• _Goal of the exercise_
Can you rewrite the stretch from the start of the items through the line containing "output: one JSON", replacing "braided" with "woven" and leaving everything else unchanged? Give only those lines.

• _Supplied records_
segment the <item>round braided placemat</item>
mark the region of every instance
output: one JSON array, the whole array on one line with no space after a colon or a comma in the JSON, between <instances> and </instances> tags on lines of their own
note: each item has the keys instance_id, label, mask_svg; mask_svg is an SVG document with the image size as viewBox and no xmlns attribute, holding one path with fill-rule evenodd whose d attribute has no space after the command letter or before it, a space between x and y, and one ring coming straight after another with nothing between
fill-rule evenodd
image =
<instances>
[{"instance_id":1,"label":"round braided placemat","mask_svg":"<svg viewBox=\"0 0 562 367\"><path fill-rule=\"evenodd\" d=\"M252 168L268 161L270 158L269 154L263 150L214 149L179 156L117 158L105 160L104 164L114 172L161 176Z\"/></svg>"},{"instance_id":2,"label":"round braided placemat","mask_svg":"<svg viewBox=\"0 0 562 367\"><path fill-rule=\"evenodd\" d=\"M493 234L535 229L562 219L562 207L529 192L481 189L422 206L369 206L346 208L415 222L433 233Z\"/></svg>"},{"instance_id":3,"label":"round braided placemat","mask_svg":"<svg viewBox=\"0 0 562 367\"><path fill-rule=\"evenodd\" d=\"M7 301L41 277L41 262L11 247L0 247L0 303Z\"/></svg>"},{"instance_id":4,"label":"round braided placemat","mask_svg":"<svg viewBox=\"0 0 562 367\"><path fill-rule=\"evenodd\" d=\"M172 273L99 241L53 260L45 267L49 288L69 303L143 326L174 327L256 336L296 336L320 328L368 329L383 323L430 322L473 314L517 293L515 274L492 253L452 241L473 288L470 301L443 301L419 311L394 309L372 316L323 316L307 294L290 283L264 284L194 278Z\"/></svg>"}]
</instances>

• _Finished exercise_
segment the <item>round woven placemat</item>
mark the region of every instance
output: one JSON array, the whole array on one line with no space after a colon or a comma in the JSON, between <instances> and </instances> tags on lines of their own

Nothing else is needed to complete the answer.